Stored data:
★ ★ ★ ★

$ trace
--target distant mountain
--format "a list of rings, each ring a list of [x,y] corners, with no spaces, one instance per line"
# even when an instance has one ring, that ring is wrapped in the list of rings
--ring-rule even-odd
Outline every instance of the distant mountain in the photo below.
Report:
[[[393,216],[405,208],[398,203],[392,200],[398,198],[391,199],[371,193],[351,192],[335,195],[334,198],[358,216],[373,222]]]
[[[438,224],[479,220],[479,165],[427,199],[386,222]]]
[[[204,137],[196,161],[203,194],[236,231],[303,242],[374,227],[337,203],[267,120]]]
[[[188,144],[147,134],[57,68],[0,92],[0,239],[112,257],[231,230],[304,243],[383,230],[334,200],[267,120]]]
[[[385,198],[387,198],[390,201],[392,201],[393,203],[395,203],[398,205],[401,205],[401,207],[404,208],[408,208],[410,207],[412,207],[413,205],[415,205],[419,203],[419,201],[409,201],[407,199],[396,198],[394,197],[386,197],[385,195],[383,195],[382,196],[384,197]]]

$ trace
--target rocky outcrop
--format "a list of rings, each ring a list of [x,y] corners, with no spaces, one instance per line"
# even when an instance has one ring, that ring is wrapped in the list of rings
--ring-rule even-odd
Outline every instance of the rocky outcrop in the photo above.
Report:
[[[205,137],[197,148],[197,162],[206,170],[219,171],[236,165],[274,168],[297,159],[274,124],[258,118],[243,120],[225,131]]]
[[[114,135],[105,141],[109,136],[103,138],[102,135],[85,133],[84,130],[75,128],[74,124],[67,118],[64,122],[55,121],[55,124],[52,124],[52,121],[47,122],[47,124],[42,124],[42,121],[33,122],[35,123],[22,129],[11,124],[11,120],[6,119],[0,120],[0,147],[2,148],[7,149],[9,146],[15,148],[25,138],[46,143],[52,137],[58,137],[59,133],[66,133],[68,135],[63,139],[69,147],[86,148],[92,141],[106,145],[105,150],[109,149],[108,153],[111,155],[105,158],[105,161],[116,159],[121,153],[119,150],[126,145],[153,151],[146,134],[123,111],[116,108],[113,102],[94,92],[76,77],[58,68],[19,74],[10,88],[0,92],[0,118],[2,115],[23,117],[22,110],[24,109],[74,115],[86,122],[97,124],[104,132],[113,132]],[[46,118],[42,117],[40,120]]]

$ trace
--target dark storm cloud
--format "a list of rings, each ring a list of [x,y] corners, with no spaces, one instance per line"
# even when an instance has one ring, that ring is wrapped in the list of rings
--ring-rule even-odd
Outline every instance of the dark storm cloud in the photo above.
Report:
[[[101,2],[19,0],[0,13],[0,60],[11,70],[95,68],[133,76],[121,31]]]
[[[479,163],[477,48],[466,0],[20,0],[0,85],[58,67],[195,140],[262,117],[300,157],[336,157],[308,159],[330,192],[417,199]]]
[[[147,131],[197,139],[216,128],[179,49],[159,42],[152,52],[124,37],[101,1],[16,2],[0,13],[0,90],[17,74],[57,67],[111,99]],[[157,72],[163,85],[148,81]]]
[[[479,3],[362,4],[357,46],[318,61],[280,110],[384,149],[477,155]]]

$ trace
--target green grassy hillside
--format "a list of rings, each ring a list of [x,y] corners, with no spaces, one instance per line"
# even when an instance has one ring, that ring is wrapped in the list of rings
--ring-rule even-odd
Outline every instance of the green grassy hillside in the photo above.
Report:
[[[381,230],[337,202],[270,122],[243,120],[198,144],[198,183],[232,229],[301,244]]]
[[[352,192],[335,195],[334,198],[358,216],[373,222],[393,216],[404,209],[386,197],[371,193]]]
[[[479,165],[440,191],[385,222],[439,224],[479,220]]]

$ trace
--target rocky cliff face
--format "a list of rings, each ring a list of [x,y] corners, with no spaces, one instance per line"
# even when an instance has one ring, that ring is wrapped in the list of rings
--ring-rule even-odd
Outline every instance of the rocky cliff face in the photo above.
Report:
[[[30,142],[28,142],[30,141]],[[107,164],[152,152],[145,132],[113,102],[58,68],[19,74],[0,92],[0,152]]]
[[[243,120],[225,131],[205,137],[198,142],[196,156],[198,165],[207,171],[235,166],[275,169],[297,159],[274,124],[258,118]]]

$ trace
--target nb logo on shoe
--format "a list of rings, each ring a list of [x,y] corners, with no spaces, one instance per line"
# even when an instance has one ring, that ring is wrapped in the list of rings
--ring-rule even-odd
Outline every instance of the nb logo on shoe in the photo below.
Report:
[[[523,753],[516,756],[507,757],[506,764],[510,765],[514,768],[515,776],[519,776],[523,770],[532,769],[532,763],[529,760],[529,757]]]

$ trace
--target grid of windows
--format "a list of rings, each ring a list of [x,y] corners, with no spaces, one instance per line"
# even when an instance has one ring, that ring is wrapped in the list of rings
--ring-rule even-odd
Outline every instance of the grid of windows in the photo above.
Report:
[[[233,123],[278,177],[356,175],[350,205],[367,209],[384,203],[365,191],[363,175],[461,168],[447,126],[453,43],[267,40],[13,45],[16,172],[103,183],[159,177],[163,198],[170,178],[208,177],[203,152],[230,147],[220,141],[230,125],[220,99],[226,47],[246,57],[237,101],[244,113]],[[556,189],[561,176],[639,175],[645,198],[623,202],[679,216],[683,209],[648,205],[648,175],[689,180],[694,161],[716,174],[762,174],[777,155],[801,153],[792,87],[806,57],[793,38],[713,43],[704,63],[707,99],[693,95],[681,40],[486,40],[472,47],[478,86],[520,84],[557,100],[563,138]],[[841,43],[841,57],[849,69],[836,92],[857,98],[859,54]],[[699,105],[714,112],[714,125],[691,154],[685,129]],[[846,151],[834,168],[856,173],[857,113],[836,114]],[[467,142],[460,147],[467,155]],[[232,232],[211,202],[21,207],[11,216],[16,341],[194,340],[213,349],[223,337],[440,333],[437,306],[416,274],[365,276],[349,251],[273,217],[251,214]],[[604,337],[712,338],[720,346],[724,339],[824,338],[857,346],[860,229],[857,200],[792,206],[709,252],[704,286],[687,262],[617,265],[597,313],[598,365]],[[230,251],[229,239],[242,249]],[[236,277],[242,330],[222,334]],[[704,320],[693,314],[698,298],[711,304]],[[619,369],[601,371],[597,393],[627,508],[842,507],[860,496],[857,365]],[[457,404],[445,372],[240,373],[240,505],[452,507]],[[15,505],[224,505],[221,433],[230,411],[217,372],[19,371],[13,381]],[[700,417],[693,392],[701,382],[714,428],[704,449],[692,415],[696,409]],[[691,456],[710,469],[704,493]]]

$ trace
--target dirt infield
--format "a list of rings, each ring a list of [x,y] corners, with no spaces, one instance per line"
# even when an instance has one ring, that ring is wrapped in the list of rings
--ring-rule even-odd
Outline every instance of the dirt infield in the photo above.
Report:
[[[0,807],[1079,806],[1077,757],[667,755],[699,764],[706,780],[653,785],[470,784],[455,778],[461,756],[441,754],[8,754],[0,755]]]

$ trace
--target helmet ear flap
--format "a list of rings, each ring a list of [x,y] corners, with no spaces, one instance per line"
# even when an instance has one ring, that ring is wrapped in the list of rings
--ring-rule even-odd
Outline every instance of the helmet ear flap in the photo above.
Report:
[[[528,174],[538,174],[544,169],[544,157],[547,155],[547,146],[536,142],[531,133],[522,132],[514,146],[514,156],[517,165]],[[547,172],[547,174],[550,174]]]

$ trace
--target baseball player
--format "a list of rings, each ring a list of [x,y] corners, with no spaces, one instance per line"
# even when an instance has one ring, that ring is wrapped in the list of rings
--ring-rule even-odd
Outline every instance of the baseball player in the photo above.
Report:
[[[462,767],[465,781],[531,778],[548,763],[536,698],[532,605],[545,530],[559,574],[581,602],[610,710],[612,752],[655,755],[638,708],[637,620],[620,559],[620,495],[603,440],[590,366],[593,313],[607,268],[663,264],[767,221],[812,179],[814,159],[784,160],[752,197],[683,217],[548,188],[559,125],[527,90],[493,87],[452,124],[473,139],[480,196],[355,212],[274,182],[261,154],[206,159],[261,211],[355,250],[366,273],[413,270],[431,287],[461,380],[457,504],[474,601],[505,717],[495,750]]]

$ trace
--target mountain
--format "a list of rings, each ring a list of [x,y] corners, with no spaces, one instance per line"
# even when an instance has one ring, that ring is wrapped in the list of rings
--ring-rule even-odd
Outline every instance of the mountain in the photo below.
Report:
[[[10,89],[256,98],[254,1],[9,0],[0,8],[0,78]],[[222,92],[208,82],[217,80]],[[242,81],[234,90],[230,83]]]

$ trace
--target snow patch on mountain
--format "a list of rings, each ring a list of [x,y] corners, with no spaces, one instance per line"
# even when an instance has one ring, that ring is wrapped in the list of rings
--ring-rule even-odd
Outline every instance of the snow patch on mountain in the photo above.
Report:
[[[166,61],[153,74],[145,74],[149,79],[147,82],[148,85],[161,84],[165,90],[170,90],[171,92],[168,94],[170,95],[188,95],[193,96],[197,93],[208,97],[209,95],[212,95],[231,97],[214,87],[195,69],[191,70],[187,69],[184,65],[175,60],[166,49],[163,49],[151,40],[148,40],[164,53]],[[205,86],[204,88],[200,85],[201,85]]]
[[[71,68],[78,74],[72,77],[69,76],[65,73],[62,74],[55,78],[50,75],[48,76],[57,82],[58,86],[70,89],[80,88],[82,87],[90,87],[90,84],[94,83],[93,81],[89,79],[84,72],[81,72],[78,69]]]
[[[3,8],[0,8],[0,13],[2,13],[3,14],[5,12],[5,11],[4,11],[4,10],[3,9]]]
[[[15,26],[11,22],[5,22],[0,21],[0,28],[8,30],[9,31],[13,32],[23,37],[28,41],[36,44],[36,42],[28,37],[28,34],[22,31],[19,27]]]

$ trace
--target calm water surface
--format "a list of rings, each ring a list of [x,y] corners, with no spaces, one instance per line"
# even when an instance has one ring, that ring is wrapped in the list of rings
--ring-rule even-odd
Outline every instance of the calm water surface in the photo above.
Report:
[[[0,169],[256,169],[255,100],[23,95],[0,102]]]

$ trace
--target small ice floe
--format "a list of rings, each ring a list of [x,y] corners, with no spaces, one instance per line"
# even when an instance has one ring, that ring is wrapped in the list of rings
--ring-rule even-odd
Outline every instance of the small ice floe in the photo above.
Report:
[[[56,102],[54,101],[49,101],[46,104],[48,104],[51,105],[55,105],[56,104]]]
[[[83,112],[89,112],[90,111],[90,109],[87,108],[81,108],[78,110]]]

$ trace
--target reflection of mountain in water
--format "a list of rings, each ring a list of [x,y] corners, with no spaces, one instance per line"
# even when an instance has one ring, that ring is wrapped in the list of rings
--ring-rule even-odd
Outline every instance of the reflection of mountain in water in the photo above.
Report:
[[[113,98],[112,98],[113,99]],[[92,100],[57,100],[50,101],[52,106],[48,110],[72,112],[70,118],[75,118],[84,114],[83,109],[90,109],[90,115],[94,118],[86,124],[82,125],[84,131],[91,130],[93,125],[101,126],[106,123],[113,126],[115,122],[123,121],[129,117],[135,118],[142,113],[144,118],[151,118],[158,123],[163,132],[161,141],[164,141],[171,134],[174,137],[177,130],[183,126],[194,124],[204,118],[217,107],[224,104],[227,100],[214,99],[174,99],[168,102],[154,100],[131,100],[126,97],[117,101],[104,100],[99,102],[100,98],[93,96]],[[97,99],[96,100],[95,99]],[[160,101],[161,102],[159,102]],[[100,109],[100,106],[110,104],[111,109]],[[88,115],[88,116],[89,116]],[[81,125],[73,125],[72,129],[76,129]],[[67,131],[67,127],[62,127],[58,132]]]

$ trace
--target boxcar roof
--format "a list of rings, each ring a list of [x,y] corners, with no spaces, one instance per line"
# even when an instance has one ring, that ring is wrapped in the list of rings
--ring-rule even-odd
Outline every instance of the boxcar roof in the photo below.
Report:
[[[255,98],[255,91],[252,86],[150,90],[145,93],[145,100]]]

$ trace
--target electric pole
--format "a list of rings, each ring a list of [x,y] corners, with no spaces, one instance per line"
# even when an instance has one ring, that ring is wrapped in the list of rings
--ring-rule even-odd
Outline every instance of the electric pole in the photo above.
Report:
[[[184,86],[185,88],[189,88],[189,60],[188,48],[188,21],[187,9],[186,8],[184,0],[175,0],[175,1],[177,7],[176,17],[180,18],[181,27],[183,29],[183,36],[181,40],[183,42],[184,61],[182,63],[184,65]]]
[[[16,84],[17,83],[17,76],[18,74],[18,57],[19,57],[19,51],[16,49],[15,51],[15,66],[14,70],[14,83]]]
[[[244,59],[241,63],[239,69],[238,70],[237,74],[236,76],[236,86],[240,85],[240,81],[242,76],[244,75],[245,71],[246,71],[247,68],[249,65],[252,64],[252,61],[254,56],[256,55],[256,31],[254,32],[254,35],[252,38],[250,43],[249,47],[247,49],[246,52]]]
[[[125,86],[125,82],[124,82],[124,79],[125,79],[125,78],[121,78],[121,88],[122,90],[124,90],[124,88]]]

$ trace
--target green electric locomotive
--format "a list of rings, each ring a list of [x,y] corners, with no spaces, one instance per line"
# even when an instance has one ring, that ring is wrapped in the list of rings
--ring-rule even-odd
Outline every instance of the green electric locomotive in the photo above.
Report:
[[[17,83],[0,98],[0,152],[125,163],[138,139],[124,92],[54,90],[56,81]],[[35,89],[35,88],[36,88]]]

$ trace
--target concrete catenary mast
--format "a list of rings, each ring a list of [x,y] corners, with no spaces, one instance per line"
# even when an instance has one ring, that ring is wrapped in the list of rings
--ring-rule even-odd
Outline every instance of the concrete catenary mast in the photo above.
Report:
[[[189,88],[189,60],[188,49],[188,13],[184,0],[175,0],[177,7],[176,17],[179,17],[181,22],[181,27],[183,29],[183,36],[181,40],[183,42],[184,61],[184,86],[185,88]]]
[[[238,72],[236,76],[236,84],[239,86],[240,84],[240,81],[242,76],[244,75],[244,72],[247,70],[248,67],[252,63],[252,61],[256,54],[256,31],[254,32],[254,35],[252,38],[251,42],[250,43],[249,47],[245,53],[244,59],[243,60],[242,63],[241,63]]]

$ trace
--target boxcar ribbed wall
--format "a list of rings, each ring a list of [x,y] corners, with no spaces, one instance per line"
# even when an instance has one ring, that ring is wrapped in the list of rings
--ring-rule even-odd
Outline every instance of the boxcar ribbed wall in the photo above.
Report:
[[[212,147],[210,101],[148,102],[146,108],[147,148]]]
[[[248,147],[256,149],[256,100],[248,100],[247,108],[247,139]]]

★ ★ ★ ★

**Job**
Filter the stored data and copy out each line that includes the word "snow".

**Right answer**
--target snow patch on mountain
Outline every instance of the snow patch on mountain in the photo above.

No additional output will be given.